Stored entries
• • • • • • •
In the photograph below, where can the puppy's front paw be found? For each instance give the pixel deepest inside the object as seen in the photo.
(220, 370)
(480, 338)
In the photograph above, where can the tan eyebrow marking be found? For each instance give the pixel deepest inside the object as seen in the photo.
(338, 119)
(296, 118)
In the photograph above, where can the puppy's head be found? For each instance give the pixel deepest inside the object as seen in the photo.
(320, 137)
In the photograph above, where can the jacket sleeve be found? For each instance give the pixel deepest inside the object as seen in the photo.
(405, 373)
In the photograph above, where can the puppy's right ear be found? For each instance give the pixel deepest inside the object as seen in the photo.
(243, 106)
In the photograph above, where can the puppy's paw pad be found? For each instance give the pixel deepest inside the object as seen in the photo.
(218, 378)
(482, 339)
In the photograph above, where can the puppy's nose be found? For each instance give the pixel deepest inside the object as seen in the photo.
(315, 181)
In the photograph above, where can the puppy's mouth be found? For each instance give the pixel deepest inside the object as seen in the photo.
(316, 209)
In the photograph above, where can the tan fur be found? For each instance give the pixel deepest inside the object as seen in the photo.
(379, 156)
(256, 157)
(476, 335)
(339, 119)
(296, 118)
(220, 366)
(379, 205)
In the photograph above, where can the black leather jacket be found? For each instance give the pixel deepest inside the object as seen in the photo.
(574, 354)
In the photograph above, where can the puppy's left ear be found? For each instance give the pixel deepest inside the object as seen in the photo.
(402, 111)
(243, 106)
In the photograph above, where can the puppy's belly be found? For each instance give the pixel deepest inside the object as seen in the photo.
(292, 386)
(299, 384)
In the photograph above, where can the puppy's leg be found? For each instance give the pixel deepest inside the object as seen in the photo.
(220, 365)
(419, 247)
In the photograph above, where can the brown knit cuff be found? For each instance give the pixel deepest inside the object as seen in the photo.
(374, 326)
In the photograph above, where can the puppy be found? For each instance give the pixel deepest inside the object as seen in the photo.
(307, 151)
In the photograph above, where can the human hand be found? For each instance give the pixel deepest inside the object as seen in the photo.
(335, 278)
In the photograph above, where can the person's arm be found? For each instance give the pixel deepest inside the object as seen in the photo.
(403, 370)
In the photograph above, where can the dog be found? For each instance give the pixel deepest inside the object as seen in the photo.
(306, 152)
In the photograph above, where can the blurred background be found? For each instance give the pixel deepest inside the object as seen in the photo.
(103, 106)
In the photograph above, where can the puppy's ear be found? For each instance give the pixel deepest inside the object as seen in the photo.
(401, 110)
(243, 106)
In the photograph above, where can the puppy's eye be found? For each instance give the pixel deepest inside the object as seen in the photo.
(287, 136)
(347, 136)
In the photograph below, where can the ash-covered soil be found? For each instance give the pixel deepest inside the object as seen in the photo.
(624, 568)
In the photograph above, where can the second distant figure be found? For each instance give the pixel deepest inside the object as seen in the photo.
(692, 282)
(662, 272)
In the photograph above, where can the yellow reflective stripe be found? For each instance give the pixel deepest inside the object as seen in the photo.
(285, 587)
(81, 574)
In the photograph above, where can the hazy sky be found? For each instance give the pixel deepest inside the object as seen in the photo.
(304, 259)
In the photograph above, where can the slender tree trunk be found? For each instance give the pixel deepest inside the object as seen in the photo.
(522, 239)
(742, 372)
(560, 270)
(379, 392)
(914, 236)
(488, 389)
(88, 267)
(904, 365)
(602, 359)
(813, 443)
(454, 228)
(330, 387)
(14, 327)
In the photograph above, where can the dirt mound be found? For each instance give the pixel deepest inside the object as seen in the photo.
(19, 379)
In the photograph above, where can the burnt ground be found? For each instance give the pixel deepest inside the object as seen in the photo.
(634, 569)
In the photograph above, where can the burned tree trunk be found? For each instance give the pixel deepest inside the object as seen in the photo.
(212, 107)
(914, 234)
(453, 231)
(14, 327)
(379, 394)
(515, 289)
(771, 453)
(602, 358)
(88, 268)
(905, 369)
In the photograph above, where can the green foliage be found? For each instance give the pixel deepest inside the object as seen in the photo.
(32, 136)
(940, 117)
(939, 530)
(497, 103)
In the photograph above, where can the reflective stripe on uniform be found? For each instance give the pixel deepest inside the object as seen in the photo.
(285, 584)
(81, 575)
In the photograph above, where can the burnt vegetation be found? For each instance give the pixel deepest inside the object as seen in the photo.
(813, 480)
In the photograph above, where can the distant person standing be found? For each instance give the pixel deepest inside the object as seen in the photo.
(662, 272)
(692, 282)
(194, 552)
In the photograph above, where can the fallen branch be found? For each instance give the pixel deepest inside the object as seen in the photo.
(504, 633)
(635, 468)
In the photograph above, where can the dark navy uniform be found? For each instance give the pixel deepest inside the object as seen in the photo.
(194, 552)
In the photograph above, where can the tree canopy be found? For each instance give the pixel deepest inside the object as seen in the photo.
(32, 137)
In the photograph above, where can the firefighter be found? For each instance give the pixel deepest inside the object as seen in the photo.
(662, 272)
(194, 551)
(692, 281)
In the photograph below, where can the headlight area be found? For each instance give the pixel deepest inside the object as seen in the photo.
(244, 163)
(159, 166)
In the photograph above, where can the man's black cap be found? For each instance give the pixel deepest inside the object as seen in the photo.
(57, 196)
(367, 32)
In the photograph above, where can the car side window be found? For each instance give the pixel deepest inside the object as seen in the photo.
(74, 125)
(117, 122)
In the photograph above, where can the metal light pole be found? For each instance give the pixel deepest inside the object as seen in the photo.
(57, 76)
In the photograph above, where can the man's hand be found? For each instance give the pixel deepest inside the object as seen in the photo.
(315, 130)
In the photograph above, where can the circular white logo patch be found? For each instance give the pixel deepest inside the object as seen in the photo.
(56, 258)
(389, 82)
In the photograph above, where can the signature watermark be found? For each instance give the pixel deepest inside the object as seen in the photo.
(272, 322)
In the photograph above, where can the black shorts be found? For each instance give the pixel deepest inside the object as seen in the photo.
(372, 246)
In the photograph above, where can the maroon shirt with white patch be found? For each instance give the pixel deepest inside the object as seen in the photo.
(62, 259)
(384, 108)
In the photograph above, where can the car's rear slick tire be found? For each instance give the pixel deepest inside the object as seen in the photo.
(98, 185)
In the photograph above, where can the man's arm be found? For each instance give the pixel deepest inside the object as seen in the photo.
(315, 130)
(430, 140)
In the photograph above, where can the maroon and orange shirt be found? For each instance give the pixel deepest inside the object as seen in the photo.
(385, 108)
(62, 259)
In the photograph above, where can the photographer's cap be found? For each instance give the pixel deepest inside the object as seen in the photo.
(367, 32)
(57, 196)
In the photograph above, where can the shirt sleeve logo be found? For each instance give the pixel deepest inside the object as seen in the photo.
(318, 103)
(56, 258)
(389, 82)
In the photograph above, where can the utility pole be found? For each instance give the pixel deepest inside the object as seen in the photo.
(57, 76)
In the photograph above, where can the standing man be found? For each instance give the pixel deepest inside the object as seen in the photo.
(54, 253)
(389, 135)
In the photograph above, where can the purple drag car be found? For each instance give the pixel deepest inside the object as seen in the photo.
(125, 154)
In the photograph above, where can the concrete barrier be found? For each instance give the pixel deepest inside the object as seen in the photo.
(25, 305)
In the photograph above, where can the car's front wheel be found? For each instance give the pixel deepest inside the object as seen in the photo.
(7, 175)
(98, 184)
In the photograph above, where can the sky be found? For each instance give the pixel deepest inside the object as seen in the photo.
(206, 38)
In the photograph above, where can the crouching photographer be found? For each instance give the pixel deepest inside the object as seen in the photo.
• • • • • • •
* [DIRECTIONS FOR THIS TASK]: Recite the full listing above exactly.

* [OUTPUT FOR THIS EXERCISE]:
In the photograph below, where can the puppy's front paw be found? For each instance give the pixel deepest inside the object as seen in the photo.
(220, 370)
(480, 338)
In the photograph above, where can the tan eyebrow marking be found? For each instance give the pixel deepest inside the object as seen in the photo.
(338, 119)
(296, 118)
In the photograph above, where can the puppy's head be found? For each instance give the pixel deepest inside the object as seen in the photo.
(320, 137)
In the photograph above, where can the jacket sleeve be found? For each instance give the pixel deepest inside the object as seen in the photo.
(405, 373)
In the photograph above, where can the puppy's right ear be found? For each instance give the pixel deepest inside the object as seen in the photo.
(243, 106)
In the photograph above, where can the puppy's paw pad be found? For each instance give the pixel deepest inside the object as seen in the photo.
(218, 378)
(482, 339)
In the photograph above, where can the puppy's nose be found? For each instance give the pixel deepest inside the object as seen in the photo.
(315, 181)
In the photograph above, where can the puppy's mouth be found? For each instance give the pixel deepest inside the object as seen in the photo.
(316, 209)
In the photograph above, where can the tan fur be found? For each instance give the pixel deepest inside the object as seen in the photo.
(379, 156)
(256, 157)
(476, 335)
(339, 119)
(296, 118)
(220, 366)
(379, 205)
In the photograph above, where can the black leather jacket be found? For each instance give the pixel deepest inside the object as seen in the photo.
(574, 354)
In the photograph above, where can the puppy's left ear be found? For each instance give the pixel deepest inside the object as seen in the photo.
(402, 111)
(243, 106)
In the photograph above, where can the puppy's belly be found? For each instance give the pixel deepest inside the object as seen in the photo.
(292, 386)
(299, 384)
In the photograph above, where can the puppy's leg be found? For each instance give the pixel deepest inside the object as seen in the photo.
(220, 365)
(419, 247)
In the photograph above, where can the brown knit cuff be found? For each instance give the pixel deepest inside the object as seen in the photo.
(374, 326)
In the photograph above, where can the puppy be found? For each instance give the pixel deepest inside the object as seen in the photo.
(307, 151)
In the photograph above, where can the human hand be found? For each instance give the pixel deepest inside the object as seen in the photo.
(335, 278)
In the photograph above, where can the person's arm be found? For each instance give the pixel deepest inside the object as seen in the photo.
(403, 370)
In the photograph above, where can the dog be found? For each instance give the pixel deepest inside the object as seen in the photo.
(306, 152)
In the photograph above, where can the blurred background be found? For each instance give the pixel deepest inside the object as seen in the photo.
(103, 106)
In the photograph above, where can the puppy's ear be found? For each instance give the pixel deepest inside the object as seen in the photo.
(401, 110)
(243, 106)
In the photograph above, where can the puppy's eye be found? For each instance give the pixel deepest inside the object as seen in the photo.
(287, 136)
(347, 136)
In the photograph below, where can the ash-covered soil be found? For each instance give the pixel deepest inside the object as seen in the photo.
(624, 568)
In the photograph above, where can the second distant figure be found? For each instance give the pixel deepest inside the object as seen in the photo.
(692, 282)
(662, 272)
In the photograph above, where can the yellow reflective stripe be found? For each instance give the pixel deepest inside the object as seen in the photo.
(285, 587)
(81, 574)
In the photograph above, where can the hazy sky be found? For each instance give the pixel deepest inside the object as seen in the photo.
(304, 259)
In the photograph above, where can the slender tree trunk be found? For each instance give the pixel deepest inside the object as seen in the photo.
(522, 239)
(742, 372)
(560, 270)
(379, 392)
(914, 236)
(488, 389)
(88, 267)
(904, 365)
(602, 359)
(813, 443)
(454, 228)
(330, 387)
(14, 327)
In the photograph above, where can the dirt mound be found? For each instance give the pixel deepest inside the object as seen in the photo.
(19, 379)
In the photograph above, where can the burnt ground be found? For each instance give the pixel deepest inside the object as seen in the photo.
(634, 569)
In the photograph above, where can the burned tree trunk be found? For each instance give the pixel deepest inside the object as seen in the photo.
(212, 107)
(914, 234)
(453, 231)
(14, 327)
(379, 394)
(515, 289)
(771, 453)
(602, 358)
(88, 268)
(905, 369)
In the photograph above, where can the green foliage be found? For each instance give the pixel deepest inside the object as seen in the photo.
(32, 136)
(940, 117)
(939, 530)
(497, 103)
In the photograph above, where can the reflective stripe on uniform be found? For each instance give the pixel deepest inside the object as seen in the photo.
(285, 584)
(81, 575)
In the photograph above, where can the burnt vegetation be found? For each instance give the pixel deepest inside the object as seen in the photo.
(813, 480)
In the photograph above, where can the distant person standing be found? For each instance give the pixel deepest inside the object as seen in the photo.
(662, 272)
(692, 282)
(194, 552)
In the photograph above, where can the fallen branch be found? For each instance give the pixel deepest inside the object as seen in the photo.
(504, 633)
(635, 468)
In the photograph above, where can the dark navy uniform be found? For each instance give the pixel deepest inside the object as seen in the photo.
(194, 552)
In the photograph above, where can the tree canopy be found? For each instance give the pixel deepest inside the object as seen in the photo.
(32, 137)
In the photograph above, where can the firefighter be found? For each instance give the pixel deepest inside the object as seen in the photo.
(662, 272)
(194, 551)
(692, 281)
In the photograph below, where can the headlight area be found? For each instance give the pixel deepest inside the object as seen in the photo.
(244, 163)
(159, 166)
In the photograph above, where can the man's black cap be found? For each instance give the pixel deepest inside the object as seen in the photo.
(57, 196)
(367, 32)
In the photograph above, where can the car side window be found? For each instance give the pixel deepest inside the object as seen in the photo.
(74, 125)
(117, 122)
In the photograph above, where can the metal light pole be found? For each instance give the pixel deepest inside the object as seen in the photo.
(57, 76)
In the photograph above, where can the man's hand be found? For each instance give the pixel deepest inside the object as seen in the photo.
(315, 130)
In the photograph above, where can the circular white logo patch be found? For each instance give the pixel deepest inside the object as seen in the photo.
(56, 258)
(389, 82)
In the photograph above, where can the signature watermark be found? For each instance give the pixel deepest inside the object as seen in the photo.
(272, 322)
In the photograph above, where can the black shorts be found? For each instance give the pixel deepest inside the object as seen in the photo.
(372, 246)
In the photograph above, where can the maroon shirt with white patch be found? For each instance give the pixel deepest inside the object as seen in the photo.
(62, 259)
(384, 108)
In the photograph above, where can the car's rear slick tire be found? For each instance give the pixel deepest inside the object as seen in the photo.
(98, 185)
In the photograph above, where can the man's arm be found? For each instance give the pixel deepest inside the object as seen in the photo.
(315, 130)
(430, 140)
In the photograph above, where can the maroon and orange shirt be found? For each instance give the pixel deepest inside the object as seen in the photo.
(385, 108)
(62, 259)
In the photograph above, where can the photographer's cap be found? For each instance give the pixel deepest inside the object as seen in the photo.
(367, 32)
(57, 196)
In the photograph above, where can the shirt sleeve logo be found? For each instance give the pixel deepest inside the object as seen in the photo.
(318, 103)
(56, 258)
(389, 82)
In the photograph above, where can the utility pole be found? For each instance give the pixel deepest inside the object as seen in the photo.
(57, 76)
In the photograph above, where can the standing man be found? For each instance give the pixel deepest inside the object as seen in the photo.
(54, 253)
(389, 135)
In the photograph above, where can the purple drag car be found? For each instance give the pixel deepest inside the object as seen in the photo.
(125, 154)
In the photograph above, where can the concrete barrier be found? For each instance give the pixel deepest inside the object as seen in the photo.
(25, 305)
In the photograph above, where can the car's front wheel be found? For each instance give the pixel deepest inside the object as seen in the photo.
(7, 175)
(98, 184)
In the photograph above, where can the sky be found? For each instance give the pixel deepest inside the object as seen in the photo.
(206, 38)
In the photograph above, where can the crouching photographer be found? For each instance give the pixel deepest inside the object as seen in the photo.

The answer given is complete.